**PROBLEM STATEMENT:** In the copy, every line of the material that follows must appear exactly, and no pictures should.
Start of Block
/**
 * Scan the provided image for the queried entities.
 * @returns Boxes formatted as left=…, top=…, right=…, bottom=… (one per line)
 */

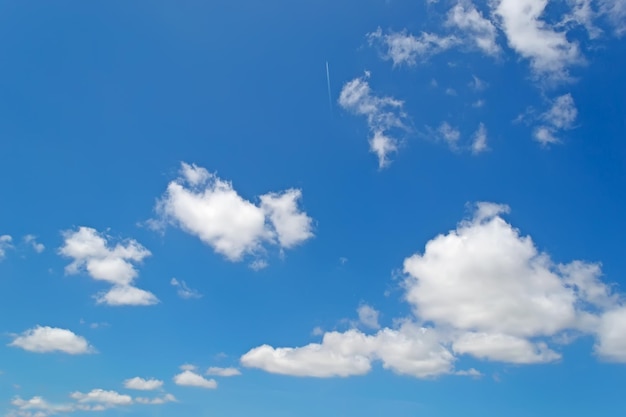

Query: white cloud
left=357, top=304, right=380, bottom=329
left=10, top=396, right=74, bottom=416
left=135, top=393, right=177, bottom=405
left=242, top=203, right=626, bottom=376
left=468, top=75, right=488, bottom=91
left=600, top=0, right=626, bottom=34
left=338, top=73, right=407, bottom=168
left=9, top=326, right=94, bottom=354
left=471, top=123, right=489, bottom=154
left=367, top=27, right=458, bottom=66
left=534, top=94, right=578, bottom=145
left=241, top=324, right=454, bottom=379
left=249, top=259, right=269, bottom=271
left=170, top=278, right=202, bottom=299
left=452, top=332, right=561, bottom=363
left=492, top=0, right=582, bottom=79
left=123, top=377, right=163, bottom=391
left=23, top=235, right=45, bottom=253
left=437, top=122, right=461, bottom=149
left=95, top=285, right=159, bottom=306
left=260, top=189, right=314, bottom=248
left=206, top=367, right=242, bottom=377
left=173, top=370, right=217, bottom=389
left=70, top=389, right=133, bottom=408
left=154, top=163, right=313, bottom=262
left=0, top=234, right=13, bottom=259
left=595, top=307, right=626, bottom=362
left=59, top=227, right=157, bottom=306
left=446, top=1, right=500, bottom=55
End of Block
**EXERCISE OUTPUT:**
/**
 * Scan the provided image for the queried entities.
 * @returns Boxes formatted as left=…, top=…, right=…, bottom=… (one per line)
 */


Query: white cloud
left=357, top=304, right=380, bottom=329
left=10, top=396, right=74, bottom=416
left=135, top=393, right=177, bottom=405
left=242, top=203, right=626, bottom=376
left=468, top=75, right=488, bottom=91
left=600, top=0, right=626, bottom=34
left=338, top=73, right=407, bottom=168
left=9, top=326, right=94, bottom=354
left=471, top=123, right=489, bottom=154
left=367, top=27, right=458, bottom=66
left=534, top=94, right=578, bottom=145
left=241, top=324, right=454, bottom=379
left=249, top=259, right=269, bottom=271
left=170, top=278, right=202, bottom=299
left=452, top=332, right=561, bottom=363
left=492, top=0, right=582, bottom=79
left=123, top=377, right=163, bottom=391
left=23, top=235, right=45, bottom=253
left=437, top=122, right=461, bottom=149
left=95, top=285, right=159, bottom=306
left=260, top=189, right=314, bottom=248
left=206, top=367, right=242, bottom=377
left=173, top=370, right=217, bottom=389
left=70, top=389, right=133, bottom=408
left=154, top=163, right=313, bottom=262
left=0, top=234, right=13, bottom=259
left=595, top=307, right=626, bottom=362
left=59, top=227, right=157, bottom=306
left=446, top=1, right=500, bottom=55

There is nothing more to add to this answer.